Text: Begin

Sex and Depression Among High Schoolers

It's estimated that 3.1 million teens from ages 12 to 17 had at least one major depressive episode in the U.S. in 2016, according to the National Institute of Mental Health (NIHM). Those numbers are steadily on the rise.

There is a strong correlation between depression and risky sexual behaviors among high school students in rural areas. Whether this represents a cause-effect relationship (and, if so, the direction of the cause-effect) remains unclear. (See Milhausen, Yarber, Crosby. Self-reported Depression and Sexual Risk Behaviors Among a National Sample of Rural High School Students. The Health Education Monograph Series, Special Issue. Vol. 20, No. 2, 2003.) Researchers have noted what an important role that affect can play in the decision-making process in regards to behaviors such as unhealthy eating, drug use, and unsafe sexual activity.

One theory is that negative affect can impair self-regulation by causing distressed teenagers to direct their energy toward managing their emotions, which might lead to irrational calculations of risk.

Another theory suggests that distressed teenagers can experience a shift in priorities (even if temporary) and that any risks they happen to take -- despite how they affect their emotional state -- could be seen as ways to positively impact their mood. In these instances, a risk might seem like it's worth the payoff.

However, the same might not be true for depression, a low arousal emotional response.

Text: End
Records: Begin

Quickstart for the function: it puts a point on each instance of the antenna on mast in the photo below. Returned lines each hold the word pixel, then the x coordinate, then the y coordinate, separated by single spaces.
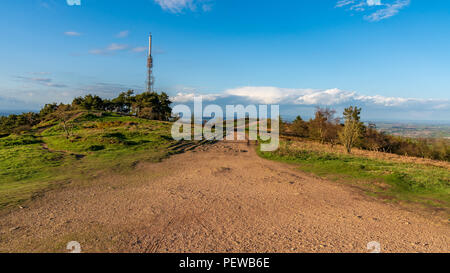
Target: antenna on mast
pixel 150 79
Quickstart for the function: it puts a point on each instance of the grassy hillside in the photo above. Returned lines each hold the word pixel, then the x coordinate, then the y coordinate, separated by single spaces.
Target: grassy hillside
pixel 44 158
pixel 387 176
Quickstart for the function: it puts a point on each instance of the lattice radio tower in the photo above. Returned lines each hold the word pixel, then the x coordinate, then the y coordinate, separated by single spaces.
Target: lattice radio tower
pixel 150 79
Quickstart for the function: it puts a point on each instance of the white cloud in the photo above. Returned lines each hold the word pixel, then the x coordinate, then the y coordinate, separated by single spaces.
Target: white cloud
pixel 41 81
pixel 72 33
pixel 389 11
pixel 109 49
pixel 139 49
pixel 313 97
pixel 123 34
pixel 374 2
pixel 379 10
pixel 178 6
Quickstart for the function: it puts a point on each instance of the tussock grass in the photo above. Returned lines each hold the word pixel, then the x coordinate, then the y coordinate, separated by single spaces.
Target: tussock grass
pixel 391 179
pixel 33 163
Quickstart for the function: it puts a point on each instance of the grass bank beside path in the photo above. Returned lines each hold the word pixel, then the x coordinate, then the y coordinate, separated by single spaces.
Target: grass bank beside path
pixel 45 159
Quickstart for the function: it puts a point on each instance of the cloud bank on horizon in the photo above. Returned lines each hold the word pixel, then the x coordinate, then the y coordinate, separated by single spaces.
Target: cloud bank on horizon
pixel 292 101
pixel 376 10
pixel 178 6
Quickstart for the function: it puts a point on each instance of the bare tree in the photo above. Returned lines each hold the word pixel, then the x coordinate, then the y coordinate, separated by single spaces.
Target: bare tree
pixel 64 115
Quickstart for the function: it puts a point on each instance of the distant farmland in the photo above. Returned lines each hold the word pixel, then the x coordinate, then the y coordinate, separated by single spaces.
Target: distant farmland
pixel 416 130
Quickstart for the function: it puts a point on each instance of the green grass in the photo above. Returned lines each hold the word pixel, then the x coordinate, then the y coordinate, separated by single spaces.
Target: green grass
pixel 391 180
pixel 109 142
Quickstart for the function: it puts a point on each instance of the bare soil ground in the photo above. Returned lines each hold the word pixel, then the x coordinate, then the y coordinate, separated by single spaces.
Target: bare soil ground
pixel 217 198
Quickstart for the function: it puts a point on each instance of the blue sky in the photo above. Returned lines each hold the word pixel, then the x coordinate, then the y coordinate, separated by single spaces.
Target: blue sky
pixel 390 56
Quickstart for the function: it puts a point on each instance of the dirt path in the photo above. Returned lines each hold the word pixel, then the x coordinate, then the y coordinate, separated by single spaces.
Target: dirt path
pixel 217 198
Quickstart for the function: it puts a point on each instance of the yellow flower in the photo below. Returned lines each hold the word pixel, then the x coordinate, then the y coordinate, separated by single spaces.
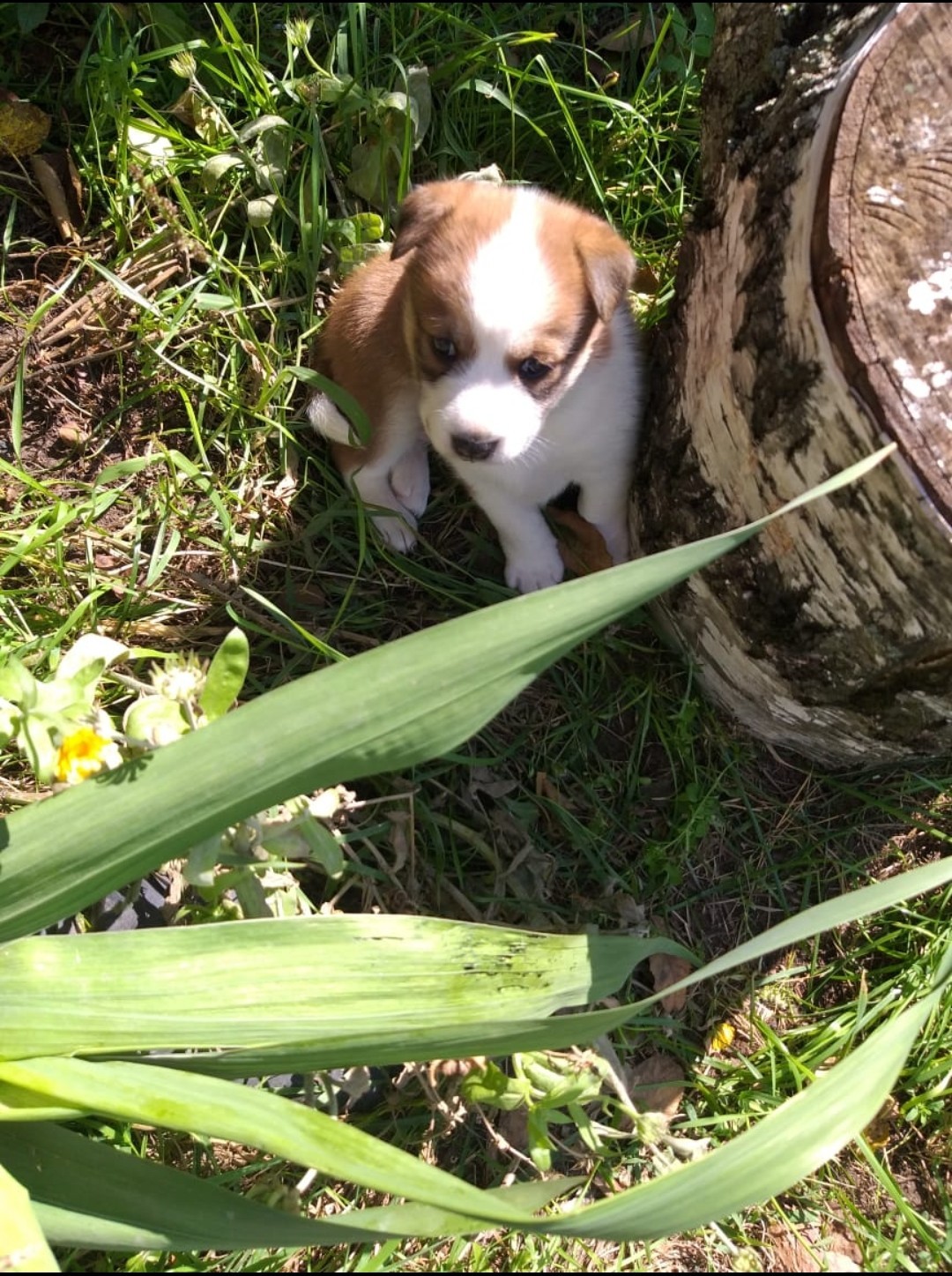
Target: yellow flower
pixel 85 753
pixel 723 1038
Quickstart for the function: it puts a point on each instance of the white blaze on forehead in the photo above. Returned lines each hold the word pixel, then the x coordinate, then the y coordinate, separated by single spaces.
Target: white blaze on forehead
pixel 510 287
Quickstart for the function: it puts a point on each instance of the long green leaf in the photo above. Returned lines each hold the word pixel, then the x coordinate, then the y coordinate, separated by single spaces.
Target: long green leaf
pixel 361 988
pixel 384 710
pixel 207 1105
pixel 87 1193
pixel 23 1245
pixel 783 1149
pixel 402 988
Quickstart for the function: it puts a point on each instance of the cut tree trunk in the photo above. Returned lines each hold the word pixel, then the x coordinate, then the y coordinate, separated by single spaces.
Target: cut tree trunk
pixel 813 323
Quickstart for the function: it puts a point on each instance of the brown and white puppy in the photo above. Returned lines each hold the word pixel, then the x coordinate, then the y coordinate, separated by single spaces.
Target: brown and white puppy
pixel 498 328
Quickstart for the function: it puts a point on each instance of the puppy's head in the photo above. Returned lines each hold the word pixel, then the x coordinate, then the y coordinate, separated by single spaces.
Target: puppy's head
pixel 509 294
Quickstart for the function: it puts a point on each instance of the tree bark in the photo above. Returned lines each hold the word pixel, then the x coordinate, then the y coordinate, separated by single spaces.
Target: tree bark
pixel 813 322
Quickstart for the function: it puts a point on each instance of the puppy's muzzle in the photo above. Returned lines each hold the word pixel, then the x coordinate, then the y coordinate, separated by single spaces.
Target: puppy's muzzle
pixel 473 447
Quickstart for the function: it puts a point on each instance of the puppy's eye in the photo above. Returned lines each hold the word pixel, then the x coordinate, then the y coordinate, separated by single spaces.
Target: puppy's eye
pixel 531 370
pixel 443 346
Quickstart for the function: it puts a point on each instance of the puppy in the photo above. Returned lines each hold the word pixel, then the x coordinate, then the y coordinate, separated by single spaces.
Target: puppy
pixel 498 330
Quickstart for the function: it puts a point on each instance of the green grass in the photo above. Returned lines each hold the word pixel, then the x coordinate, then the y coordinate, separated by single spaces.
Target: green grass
pixel 188 498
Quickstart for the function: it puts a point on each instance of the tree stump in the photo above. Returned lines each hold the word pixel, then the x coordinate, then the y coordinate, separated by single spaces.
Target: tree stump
pixel 813 323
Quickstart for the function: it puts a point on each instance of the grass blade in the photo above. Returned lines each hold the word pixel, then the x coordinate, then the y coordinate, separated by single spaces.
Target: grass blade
pixel 783 1149
pixel 384 710
pixel 205 1105
pixel 90 1195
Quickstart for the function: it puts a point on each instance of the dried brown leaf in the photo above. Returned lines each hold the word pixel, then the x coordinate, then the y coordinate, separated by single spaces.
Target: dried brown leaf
pixel 55 193
pixel 666 970
pixel 658 1085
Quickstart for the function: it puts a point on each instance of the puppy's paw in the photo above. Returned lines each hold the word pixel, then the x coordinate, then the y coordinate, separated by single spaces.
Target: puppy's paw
pixel 533 568
pixel 396 530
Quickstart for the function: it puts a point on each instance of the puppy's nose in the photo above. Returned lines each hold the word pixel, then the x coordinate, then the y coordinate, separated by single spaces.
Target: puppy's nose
pixel 473 447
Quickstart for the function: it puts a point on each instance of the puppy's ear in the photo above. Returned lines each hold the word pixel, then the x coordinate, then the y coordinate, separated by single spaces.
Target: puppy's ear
pixel 607 265
pixel 420 212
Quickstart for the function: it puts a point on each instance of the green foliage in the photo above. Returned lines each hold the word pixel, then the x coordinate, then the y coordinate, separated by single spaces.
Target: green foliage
pixel 184 503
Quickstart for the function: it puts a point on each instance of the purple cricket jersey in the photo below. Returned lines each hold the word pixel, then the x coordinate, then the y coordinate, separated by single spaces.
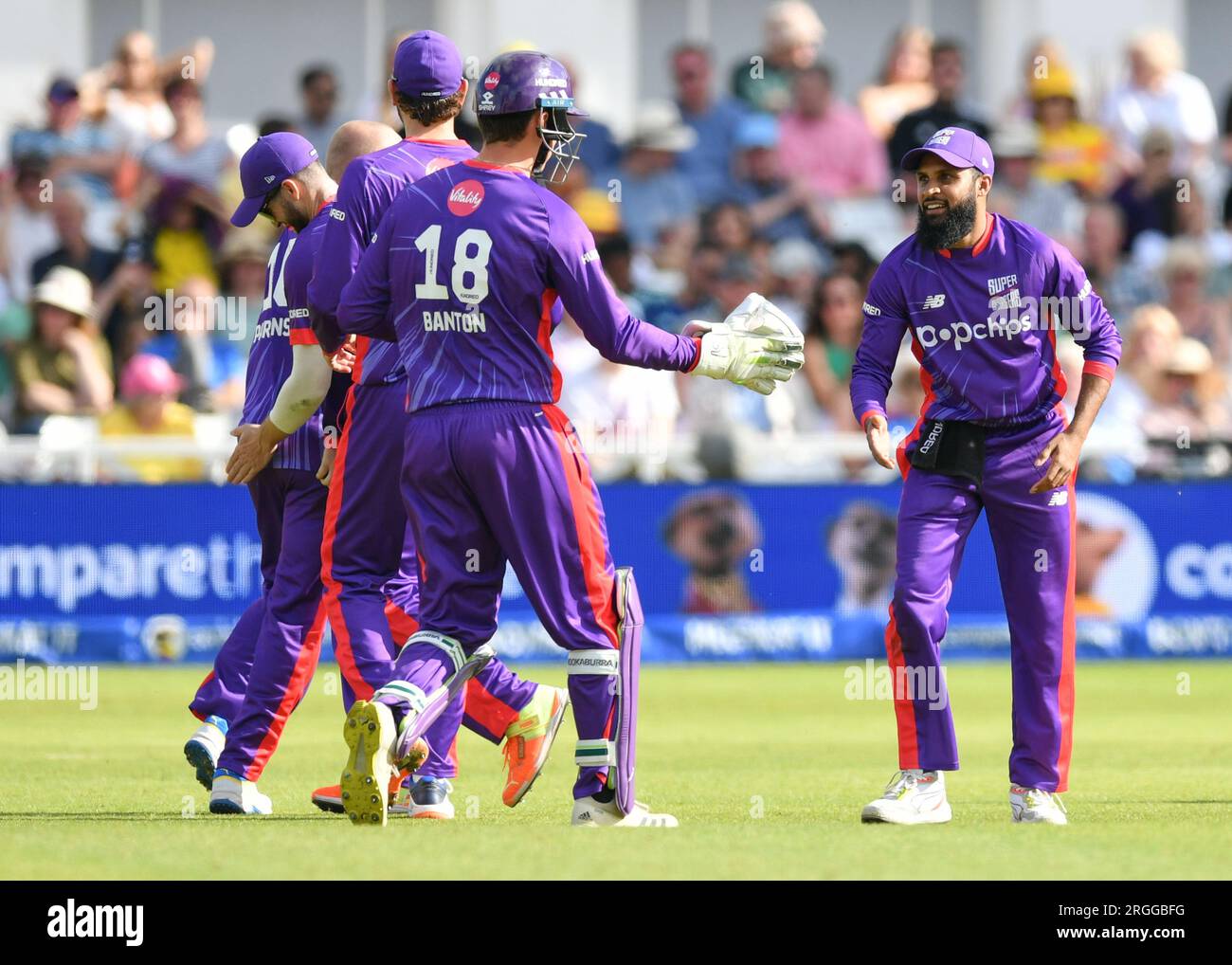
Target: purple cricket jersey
pixel 369 186
pixel 974 317
pixel 464 271
pixel 283 321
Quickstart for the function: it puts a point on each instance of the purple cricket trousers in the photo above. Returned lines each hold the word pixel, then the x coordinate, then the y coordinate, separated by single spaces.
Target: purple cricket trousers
pixel 1033 537
pixel 370 570
pixel 494 482
pixel 263 668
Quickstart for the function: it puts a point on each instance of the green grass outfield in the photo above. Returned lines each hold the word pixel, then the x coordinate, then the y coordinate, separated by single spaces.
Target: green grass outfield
pixel 765 766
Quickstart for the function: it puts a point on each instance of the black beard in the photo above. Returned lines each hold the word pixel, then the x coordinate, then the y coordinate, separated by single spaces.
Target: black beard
pixel 956 225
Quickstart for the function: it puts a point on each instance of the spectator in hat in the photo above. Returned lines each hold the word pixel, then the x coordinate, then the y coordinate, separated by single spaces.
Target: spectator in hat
pixel 653 192
pixel 714 119
pixel 1152 336
pixel 1070 151
pixel 903 84
pixel 210 369
pixel 832 336
pixel 64 366
pixel 948 110
pixel 1190 220
pixel 1189 395
pixel 242 264
pixel 1120 284
pixel 826 143
pixel 1051 208
pixel 191 153
pixel 793 36
pixel 779 208
pixel 74 247
pixel 72 148
pixel 27 229
pixel 1159 94
pixel 318 94
pixel 128 89
pixel 1147 197
pixel 148 408
pixel 1187 275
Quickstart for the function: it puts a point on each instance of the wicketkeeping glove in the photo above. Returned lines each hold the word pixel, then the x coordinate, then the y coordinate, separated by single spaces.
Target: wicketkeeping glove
pixel 755 346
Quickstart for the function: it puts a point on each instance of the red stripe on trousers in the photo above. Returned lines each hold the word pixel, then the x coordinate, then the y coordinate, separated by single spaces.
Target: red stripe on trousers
pixel 1066 684
pixel 586 519
pixel 904 707
pixel 300 674
pixel 402 625
pixel 343 652
pixel 200 688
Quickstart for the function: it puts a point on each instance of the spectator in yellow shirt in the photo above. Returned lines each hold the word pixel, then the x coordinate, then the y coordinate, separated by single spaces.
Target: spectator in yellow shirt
pixel 1070 149
pixel 148 387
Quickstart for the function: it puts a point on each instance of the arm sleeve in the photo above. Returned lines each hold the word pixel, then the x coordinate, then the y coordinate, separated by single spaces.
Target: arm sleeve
pixel 304 389
pixel 1083 313
pixel 311 373
pixel 364 307
pixel 345 237
pixel 578 278
pixel 885 321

Records: End

Assignment A:
Reproduce word for word the passage of the text on sex and depression among high schoolers that opens with the words containing "One theory is" and closes with "arousal emotional response.".
Assignment B:
In the text on sex and depression among high schoolers, how many U.S. teens aged 12 to 17 are estimated to have had at least one major depressive episode in 2016?

Task result A:
One theory is that negative affect can impair self-regulation by causing distressed teenagers to direct their energy toward managing their emotions, which might lead to irrational calculations of risk.

Another theory suggests that distressed teenagers can experience a shift in priorities (even if temporary) and that any risks they happen to take -- despite how they affect their emotional state -- could be seen as ways to positively impact their mood. In these instances, a risk might seem like it's worth the payoff.

However, the same might not be true for depression, a low arousal emotional response.

Task result B:
An estimated 3.1 million.